Information:
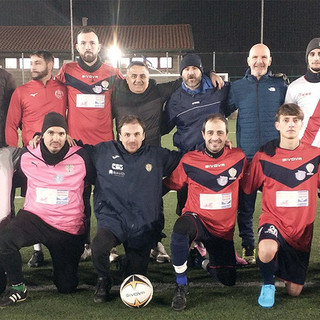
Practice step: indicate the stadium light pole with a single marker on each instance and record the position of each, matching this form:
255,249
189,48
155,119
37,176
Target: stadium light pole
71,31
262,16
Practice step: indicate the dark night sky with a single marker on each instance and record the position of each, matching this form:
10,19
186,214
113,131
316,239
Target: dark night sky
223,26
218,25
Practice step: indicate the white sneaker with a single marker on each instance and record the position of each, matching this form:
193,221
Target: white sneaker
86,253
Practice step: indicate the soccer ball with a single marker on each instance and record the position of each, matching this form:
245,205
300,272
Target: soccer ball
136,291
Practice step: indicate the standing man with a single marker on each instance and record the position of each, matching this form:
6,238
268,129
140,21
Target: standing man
305,92
141,96
127,200
28,106
289,178
53,212
7,86
33,100
257,97
212,173
189,106
89,83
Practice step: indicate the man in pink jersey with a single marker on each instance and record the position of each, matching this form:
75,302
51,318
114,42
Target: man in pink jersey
287,171
53,212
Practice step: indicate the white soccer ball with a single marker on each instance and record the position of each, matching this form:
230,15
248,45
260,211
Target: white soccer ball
136,291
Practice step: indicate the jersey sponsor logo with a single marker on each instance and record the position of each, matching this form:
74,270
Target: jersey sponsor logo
59,94
89,76
105,85
232,172
310,168
291,159
97,89
58,178
300,175
222,180
117,166
120,174
218,165
69,168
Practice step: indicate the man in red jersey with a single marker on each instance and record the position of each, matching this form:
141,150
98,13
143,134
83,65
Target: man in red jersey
287,172
28,106
212,174
90,84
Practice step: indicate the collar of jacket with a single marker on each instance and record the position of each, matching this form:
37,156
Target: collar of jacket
249,76
92,68
312,77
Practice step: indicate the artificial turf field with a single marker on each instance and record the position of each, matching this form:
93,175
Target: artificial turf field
206,300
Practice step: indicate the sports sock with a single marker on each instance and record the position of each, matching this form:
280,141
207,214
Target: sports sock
267,271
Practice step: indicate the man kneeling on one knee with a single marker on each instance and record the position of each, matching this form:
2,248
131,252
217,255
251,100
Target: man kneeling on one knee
53,212
212,174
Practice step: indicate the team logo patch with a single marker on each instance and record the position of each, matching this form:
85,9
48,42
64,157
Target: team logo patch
97,89
232,173
105,85
59,94
310,168
148,167
58,178
69,168
300,175
222,181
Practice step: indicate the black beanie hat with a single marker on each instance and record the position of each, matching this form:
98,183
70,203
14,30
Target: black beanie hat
313,44
54,119
191,59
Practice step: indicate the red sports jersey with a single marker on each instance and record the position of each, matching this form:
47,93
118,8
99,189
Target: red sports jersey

Problem requirements:
Reproduce the data word for word, excluding its pictures.

Response to the task:
Practice step: indicate the stadium light pole with a single marker on each instance and record the position of each, matching this form:
255,249
189,48
155,119
37,176
Target: stadium light pole
71,31
262,16
Practice step: indicate the dark night sky with a single marker on each instance and record the position of each, matching this form:
10,19
186,214
113,131
316,239
Target: dark night sky
223,26
218,25
Practice step: indicate the white sneaker with a single marker on each instance and record the position of each, matching this form:
193,221
Target: white sneaker
86,253
Practice step: indicate the soccer ball with a single marker on each instance and record the position of each, matching this form:
245,205
300,272
Target: soccer ball
136,291
Practice step: indicate the standing man with a single marker on each instance and record the position of each, matching this form:
6,238
268,129
140,21
Target: standing man
305,92
141,96
127,200
28,106
289,178
53,212
7,86
33,100
257,97
212,173
189,106
89,83
Practice step: indicate the man in pink jersey with a single marker on each instance and record the position of each, matching this form:
75,302
51,318
114,42
Target: man in pink jersey
287,171
53,212
Practice step: indicate the white soccer ball with a single marker on each instance and record the position of each, matching this form:
230,15
248,45
260,211
Target: white soccer ball
136,291
Practice step: indicate the jersey sponsor logo with a single marker on each instance and record the position of each, matching this form:
74,270
Target: jersey sponsor logo
59,94
89,76
105,85
232,172
310,168
291,159
97,89
58,178
300,175
222,180
117,166
120,174
218,165
69,168
Practice step: indicate the man in red jersey with a single marker on each instance and record the position of each, matching this form:
141,150
98,13
143,134
83,65
Target: man in red jersey
287,172
28,106
212,174
90,84
Practice step: indicate the collar of jacket with a single marker on each instance and record the position of each, matching this form:
37,156
Target: collar of jacket
249,76
92,68
312,77
Practice step: indicate the artificial turf field with a single marker on each instance and record the position of each, matching this form:
93,175
Target: artificial turf field
206,300
Practice step: indicate the sports sock with a single marker on each instance and record the position of each, matching this form:
280,141
207,214
Target: sports sock
267,271
Practice step: indicate the man kneeling on one knee with a single marker on each instance and record the position of each, matching this form:
2,248
131,252
217,255
251,100
Target: man kneeling on one knee
53,212
212,174
Practice step: indicate the team logo patch with a single marker on each instance and record the position of each, matching this form:
85,9
48,42
64,157
Target: team logo patch
97,89
232,173
105,85
59,94
310,168
148,167
58,178
69,168
300,175
222,181
Practice step: indicate the black beanie hat with a single marker on each instance and record the position of each, matching this form:
98,183
70,203
14,30
Target: black beanie hat
313,44
54,119
191,59
Practice step: indicate the red sports jersey with a single marker on each instance and record the position of each, matching this form:
47,93
118,8
99,189
Target: red sports jersey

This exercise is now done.